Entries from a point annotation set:
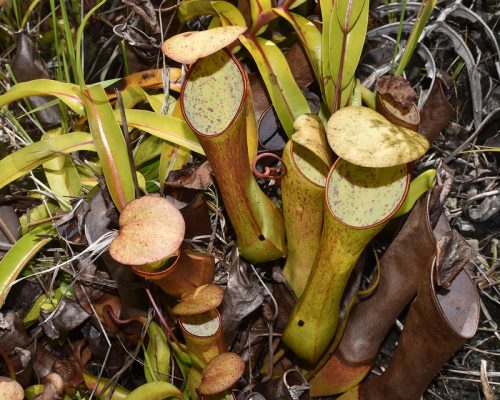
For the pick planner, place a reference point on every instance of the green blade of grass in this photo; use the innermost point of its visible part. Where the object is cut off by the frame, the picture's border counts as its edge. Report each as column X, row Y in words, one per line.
column 24, row 160
column 20, row 254
column 110, row 145
column 417, row 30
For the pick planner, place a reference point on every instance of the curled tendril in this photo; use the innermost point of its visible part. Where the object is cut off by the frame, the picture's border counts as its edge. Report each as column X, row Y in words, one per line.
column 269, row 172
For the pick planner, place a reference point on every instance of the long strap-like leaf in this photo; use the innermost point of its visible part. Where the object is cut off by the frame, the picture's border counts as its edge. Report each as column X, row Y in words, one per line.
column 22, row 161
column 166, row 127
column 288, row 100
column 68, row 93
column 20, row 254
column 110, row 145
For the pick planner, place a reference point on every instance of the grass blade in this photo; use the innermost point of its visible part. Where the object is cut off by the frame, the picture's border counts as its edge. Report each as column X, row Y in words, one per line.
column 417, row 30
column 309, row 36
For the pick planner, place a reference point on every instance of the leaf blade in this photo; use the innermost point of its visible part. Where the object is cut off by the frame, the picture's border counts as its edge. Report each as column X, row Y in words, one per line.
column 110, row 145
column 166, row 127
column 20, row 254
column 286, row 96
column 24, row 160
column 68, row 93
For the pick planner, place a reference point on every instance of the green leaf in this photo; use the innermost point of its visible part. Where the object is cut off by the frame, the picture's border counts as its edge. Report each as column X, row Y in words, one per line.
column 24, row 160
column 20, row 254
column 166, row 127
column 327, row 82
column 62, row 176
column 228, row 13
column 348, row 25
column 119, row 392
column 415, row 35
column 309, row 36
column 286, row 96
column 418, row 186
column 110, row 145
column 158, row 352
column 148, row 148
column 183, row 360
column 193, row 8
column 68, row 93
column 259, row 10
column 171, row 158
column 155, row 391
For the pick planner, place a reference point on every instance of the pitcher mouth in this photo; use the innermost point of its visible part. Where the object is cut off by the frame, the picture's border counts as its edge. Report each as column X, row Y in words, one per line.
column 215, row 316
column 333, row 192
column 231, row 58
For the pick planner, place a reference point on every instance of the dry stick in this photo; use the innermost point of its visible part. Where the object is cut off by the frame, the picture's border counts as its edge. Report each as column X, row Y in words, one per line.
column 163, row 322
column 270, row 324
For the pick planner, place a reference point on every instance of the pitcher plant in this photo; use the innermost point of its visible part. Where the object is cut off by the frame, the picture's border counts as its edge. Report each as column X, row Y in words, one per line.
column 213, row 100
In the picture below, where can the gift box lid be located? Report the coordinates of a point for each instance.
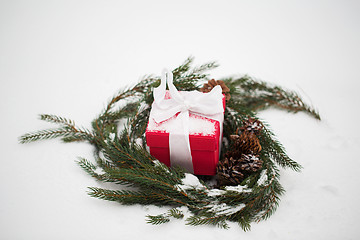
(203, 133)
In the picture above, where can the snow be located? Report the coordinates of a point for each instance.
(197, 125)
(190, 182)
(70, 57)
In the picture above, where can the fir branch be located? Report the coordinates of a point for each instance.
(259, 95)
(158, 219)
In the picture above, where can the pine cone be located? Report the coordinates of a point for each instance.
(250, 163)
(212, 83)
(229, 172)
(252, 125)
(246, 143)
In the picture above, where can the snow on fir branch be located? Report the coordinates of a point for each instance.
(121, 156)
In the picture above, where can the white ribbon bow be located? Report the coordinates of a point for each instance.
(208, 105)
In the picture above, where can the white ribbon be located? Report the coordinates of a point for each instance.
(208, 105)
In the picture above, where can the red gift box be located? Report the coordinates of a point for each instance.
(204, 145)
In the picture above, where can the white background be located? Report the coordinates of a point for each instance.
(69, 57)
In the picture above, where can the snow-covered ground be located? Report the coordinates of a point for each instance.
(69, 57)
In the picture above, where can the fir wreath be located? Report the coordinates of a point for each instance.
(122, 158)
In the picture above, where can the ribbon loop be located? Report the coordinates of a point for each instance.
(204, 104)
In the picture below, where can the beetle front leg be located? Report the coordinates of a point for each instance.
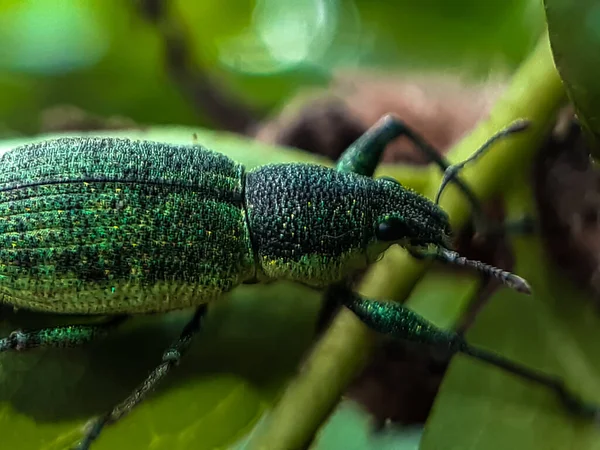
(170, 359)
(399, 322)
(63, 336)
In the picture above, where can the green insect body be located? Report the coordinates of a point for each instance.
(110, 226)
(119, 227)
(103, 226)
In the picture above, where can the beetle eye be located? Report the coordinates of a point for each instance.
(392, 229)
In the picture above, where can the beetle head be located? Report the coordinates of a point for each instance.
(402, 216)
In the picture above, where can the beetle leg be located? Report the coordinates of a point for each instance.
(63, 336)
(397, 321)
(329, 308)
(363, 156)
(170, 359)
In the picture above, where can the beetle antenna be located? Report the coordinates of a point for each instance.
(507, 278)
(452, 171)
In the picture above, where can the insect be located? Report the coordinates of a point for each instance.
(105, 226)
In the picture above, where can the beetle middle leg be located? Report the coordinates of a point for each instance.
(171, 357)
(364, 155)
(399, 322)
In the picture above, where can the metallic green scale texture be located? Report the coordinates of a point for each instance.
(105, 226)
(317, 225)
(119, 227)
(108, 226)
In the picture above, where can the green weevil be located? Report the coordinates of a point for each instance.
(106, 226)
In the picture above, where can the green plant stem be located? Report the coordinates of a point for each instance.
(535, 93)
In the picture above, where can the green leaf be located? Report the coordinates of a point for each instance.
(556, 330)
(573, 28)
(250, 345)
(351, 428)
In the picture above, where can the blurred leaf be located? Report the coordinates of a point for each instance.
(250, 345)
(575, 38)
(556, 330)
(351, 428)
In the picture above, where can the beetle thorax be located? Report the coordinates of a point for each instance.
(308, 222)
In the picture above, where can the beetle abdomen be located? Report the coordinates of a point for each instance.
(103, 225)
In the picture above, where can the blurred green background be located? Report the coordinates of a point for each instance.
(107, 58)
(104, 57)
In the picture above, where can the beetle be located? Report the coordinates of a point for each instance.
(107, 226)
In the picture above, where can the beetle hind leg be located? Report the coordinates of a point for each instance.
(62, 336)
(399, 322)
(170, 358)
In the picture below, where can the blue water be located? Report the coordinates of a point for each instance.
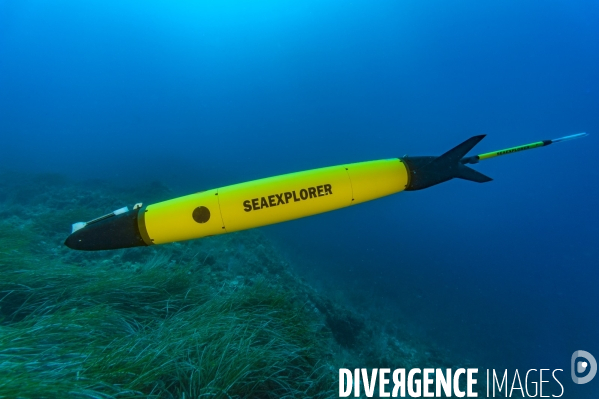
(201, 95)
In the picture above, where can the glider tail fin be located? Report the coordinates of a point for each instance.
(428, 171)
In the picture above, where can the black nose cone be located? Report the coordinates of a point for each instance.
(120, 231)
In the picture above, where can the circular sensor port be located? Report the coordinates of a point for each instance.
(201, 214)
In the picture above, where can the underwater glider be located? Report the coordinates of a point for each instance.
(281, 198)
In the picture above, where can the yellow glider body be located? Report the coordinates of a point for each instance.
(278, 199)
(271, 200)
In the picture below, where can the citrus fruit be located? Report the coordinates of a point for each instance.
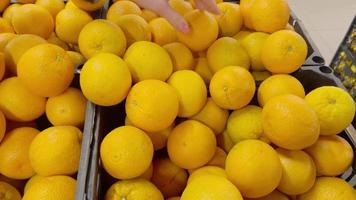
(207, 170)
(289, 122)
(299, 171)
(101, 36)
(147, 60)
(269, 16)
(9, 192)
(17, 46)
(56, 151)
(168, 177)
(162, 31)
(284, 52)
(69, 23)
(32, 181)
(232, 87)
(192, 92)
(105, 79)
(181, 6)
(334, 106)
(126, 152)
(68, 108)
(53, 6)
(227, 51)
(133, 189)
(213, 116)
(203, 69)
(88, 5)
(230, 19)
(14, 159)
(51, 80)
(17, 103)
(253, 43)
(53, 187)
(245, 123)
(198, 22)
(152, 105)
(135, 28)
(332, 155)
(279, 84)
(329, 188)
(254, 167)
(121, 8)
(24, 16)
(182, 57)
(191, 144)
(211, 187)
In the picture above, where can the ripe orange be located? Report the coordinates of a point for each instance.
(198, 22)
(232, 87)
(284, 52)
(24, 17)
(52, 81)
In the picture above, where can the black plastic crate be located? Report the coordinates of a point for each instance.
(109, 118)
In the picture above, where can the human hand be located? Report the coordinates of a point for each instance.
(162, 8)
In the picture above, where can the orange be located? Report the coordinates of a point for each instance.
(121, 8)
(299, 171)
(133, 189)
(284, 52)
(198, 22)
(162, 31)
(5, 38)
(56, 151)
(18, 103)
(230, 20)
(52, 81)
(332, 155)
(69, 23)
(220, 54)
(89, 6)
(181, 56)
(9, 192)
(289, 122)
(203, 69)
(152, 105)
(211, 187)
(192, 92)
(232, 87)
(191, 144)
(335, 108)
(53, 6)
(134, 27)
(53, 187)
(16, 47)
(147, 60)
(168, 177)
(269, 16)
(279, 84)
(329, 188)
(5, 26)
(101, 36)
(105, 79)
(181, 6)
(213, 116)
(15, 162)
(254, 167)
(126, 152)
(68, 108)
(24, 16)
(253, 43)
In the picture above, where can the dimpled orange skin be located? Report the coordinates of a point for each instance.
(198, 22)
(51, 80)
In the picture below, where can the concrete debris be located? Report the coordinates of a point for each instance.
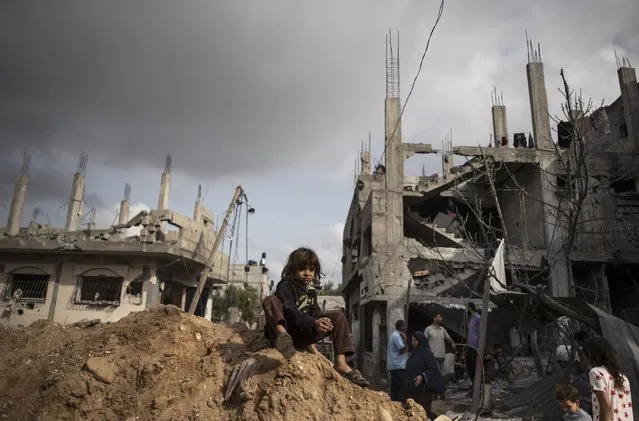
(102, 369)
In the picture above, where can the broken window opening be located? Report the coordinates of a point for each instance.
(565, 134)
(624, 185)
(367, 247)
(368, 328)
(355, 312)
(27, 287)
(99, 290)
(172, 294)
(623, 131)
(135, 288)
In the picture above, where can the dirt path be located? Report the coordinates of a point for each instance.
(163, 364)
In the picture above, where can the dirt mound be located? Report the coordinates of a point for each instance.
(163, 364)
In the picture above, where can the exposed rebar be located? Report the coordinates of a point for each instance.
(167, 165)
(25, 167)
(82, 164)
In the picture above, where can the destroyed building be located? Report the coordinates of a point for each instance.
(410, 240)
(253, 274)
(78, 273)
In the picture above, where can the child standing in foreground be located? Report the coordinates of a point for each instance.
(295, 320)
(611, 394)
(568, 397)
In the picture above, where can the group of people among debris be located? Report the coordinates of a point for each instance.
(296, 322)
(420, 374)
(611, 396)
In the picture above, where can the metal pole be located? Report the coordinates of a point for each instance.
(479, 363)
(216, 245)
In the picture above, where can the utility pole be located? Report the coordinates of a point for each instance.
(483, 327)
(216, 245)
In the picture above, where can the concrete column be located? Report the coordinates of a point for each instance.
(630, 99)
(538, 99)
(600, 282)
(365, 160)
(123, 216)
(197, 211)
(447, 165)
(165, 187)
(500, 124)
(17, 205)
(74, 211)
(394, 161)
(554, 234)
(19, 195)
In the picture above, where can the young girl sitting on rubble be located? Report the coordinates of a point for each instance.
(294, 320)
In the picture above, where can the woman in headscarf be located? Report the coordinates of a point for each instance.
(424, 377)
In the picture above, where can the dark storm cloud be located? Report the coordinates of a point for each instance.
(46, 184)
(224, 86)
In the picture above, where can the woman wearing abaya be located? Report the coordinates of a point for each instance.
(424, 378)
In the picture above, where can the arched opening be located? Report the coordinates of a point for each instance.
(27, 284)
(99, 287)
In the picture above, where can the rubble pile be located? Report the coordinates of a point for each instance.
(164, 364)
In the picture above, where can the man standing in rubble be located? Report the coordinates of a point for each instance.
(473, 341)
(437, 338)
(396, 356)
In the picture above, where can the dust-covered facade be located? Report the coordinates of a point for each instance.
(414, 239)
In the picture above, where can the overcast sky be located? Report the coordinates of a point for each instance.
(275, 96)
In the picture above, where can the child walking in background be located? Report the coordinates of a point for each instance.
(611, 396)
(295, 321)
(568, 397)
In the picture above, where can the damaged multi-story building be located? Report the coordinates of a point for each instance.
(423, 239)
(75, 273)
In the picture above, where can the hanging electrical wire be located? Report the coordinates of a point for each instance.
(231, 236)
(237, 234)
(412, 88)
(246, 267)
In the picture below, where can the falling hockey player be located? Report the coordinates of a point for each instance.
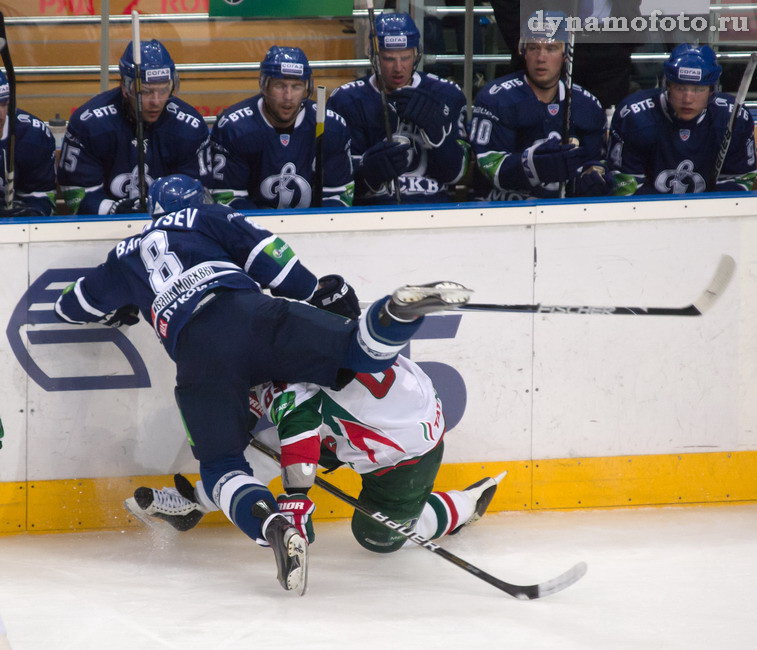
(387, 426)
(196, 273)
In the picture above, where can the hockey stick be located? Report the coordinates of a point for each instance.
(523, 592)
(136, 51)
(702, 304)
(568, 105)
(738, 104)
(10, 161)
(376, 61)
(320, 126)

REQUEST: Copy the lines of the records verbatim, covering the stretch from the line containing "green leaf in" through the line containing "column 418, row 186", both included.

ANSWER TO THE PROBLEM:
For the pick planner, place a reference point on every instance of the green leaf in this photo; use the innermost point of its visible part. Where the object is cut off by the frame, the picture's border counts as its edge. Report each as column X, row Y in words, one per line.
column 24, row 160
column 20, row 254
column 166, row 127
column 327, row 82
column 62, row 176
column 228, row 13
column 348, row 25
column 119, row 392
column 415, row 35
column 309, row 36
column 286, row 96
column 418, row 186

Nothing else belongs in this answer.